*WHAT IS REQUIRED*:
The response should be a faithful copy of every record, with nothing left out.

[Data extracted from a collection]
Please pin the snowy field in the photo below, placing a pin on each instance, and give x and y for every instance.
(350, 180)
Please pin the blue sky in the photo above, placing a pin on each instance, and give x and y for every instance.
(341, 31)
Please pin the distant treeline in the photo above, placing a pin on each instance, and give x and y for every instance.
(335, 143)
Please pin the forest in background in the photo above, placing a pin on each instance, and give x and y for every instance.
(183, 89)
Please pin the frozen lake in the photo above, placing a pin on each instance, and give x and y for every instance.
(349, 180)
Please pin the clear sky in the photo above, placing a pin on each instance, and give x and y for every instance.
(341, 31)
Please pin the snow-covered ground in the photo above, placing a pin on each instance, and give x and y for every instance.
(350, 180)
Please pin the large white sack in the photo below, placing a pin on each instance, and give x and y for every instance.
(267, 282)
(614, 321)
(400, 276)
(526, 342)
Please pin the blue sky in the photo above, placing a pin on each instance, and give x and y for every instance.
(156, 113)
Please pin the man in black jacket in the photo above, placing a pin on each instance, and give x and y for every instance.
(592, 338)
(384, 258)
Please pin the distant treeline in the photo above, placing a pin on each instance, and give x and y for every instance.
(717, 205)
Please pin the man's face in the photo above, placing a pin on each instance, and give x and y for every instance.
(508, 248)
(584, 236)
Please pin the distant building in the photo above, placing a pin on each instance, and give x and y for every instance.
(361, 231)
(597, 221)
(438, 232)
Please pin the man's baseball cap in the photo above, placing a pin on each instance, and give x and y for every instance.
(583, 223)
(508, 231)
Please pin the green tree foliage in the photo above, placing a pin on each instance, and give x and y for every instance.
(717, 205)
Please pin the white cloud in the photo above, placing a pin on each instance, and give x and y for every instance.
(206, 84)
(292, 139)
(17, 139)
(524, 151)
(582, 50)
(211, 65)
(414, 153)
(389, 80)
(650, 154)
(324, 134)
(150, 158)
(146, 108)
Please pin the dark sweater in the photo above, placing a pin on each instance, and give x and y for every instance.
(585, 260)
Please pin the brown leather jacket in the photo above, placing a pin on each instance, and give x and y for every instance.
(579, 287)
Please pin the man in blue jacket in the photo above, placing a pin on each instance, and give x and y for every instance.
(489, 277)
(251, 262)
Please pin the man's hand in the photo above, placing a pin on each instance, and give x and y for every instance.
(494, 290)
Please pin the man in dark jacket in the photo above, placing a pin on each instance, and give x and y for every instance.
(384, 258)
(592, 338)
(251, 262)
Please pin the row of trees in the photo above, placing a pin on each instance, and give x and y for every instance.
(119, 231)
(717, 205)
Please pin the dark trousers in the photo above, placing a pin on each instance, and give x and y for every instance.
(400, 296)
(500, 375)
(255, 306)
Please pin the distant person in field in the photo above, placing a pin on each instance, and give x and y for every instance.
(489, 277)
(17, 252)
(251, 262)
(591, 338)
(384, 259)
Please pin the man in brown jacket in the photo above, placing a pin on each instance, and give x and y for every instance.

*TASK SOLUTION*:
Please pin the snowy field in the photo below, placing a pin on each instance, and give x and y for every instance.
(350, 180)
Please pin the blue sky in the photo above, placing a pin on each instance, and give x and y for every instance.
(341, 31)
Please pin the distant treeline in the photo above, placing a pin on each instance, and give x and y for every instance.
(335, 143)
Please pin the forest in background in the photo above, placing a pin on each instance, and give x and y for every instance.
(183, 89)
Please pin the frozen lake in the photo above, placing a pin on each instance, and give x and y for every instance.
(349, 180)
Please pin the clear sky in the photo above, placing a pin on each instance, and give x and y for every instance.
(341, 31)
Please pin the snow-covered ground in the photo above, placing a pin on each instance, and give x and y for every instance.
(350, 180)
Please pin the large white sack in the photo below, placing a pin on each instance, and give x and y for every instance.
(267, 282)
(614, 321)
(400, 276)
(526, 342)
Please pin the blue sky in the photo above, placing a pin on each instance, and give x and y for every instance.
(156, 113)
Please pin the man in black jacket in the photo above, placing a pin on each instance, and give x and y for every instance.
(592, 338)
(384, 258)
Please pin the distant treeline in the photo above, placing a pin on each instance, and give x and y for every instance.
(717, 205)
Please pin the man's face in the photo above, placing a pin on each instance, and give x and y for every instance.
(508, 248)
(584, 236)
Please pin the distant building in the photo above, placing a pin on each instance, and give x and y for every instance.
(361, 231)
(597, 221)
(438, 232)
Please pin the man's baseball cap in the photo above, placing a pin on each instance, and give x and y for every instance.
(583, 223)
(508, 231)
Please pin the green tree foliage in the photo above, placing a pin on each instance, and give x and y for every instance.
(717, 205)
Please pin the white cloud in the photo above, placing a pin on each instance, and give x and y for every instance.
(206, 84)
(292, 139)
(17, 139)
(524, 151)
(582, 50)
(211, 65)
(414, 153)
(389, 80)
(650, 154)
(324, 134)
(150, 158)
(146, 108)
Please pin the dark sweater in the photo above, placing a pin on each instance, and give x and y for every instance.
(585, 260)
Please pin the brown leather jacket in the photo above, placing a pin on each instance, and give x and y for every instance.
(579, 287)
Please pin the man in blue jacket in the photo above, placing a pin on each instance, and give x and y for every instance.
(489, 277)
(251, 262)
Please pin the man's hand in the photo above, placing a pin on each instance, and give x and y for every instance.
(494, 290)
Please pin the man in dark jacket in the photo above, placing a pin on each instance, and give x and y for every instance.
(384, 258)
(592, 338)
(251, 262)
Please pin the row of trees in the photo above, placing a pin on each instance, and give x and y for every instance.
(119, 231)
(717, 205)
Please pin the dark trousers in the photo above, placing a pin on each instance, and give x and y for every instance.
(400, 296)
(500, 375)
(255, 306)
Please pin the distant person in field in the photo above, placing a pin on each instance, and give x and y for every instance.
(489, 277)
(17, 252)
(251, 262)
(591, 338)
(384, 259)
Please pin the man in brown jacket in the photo above, placing a pin on each instance, and give x and y for every instance.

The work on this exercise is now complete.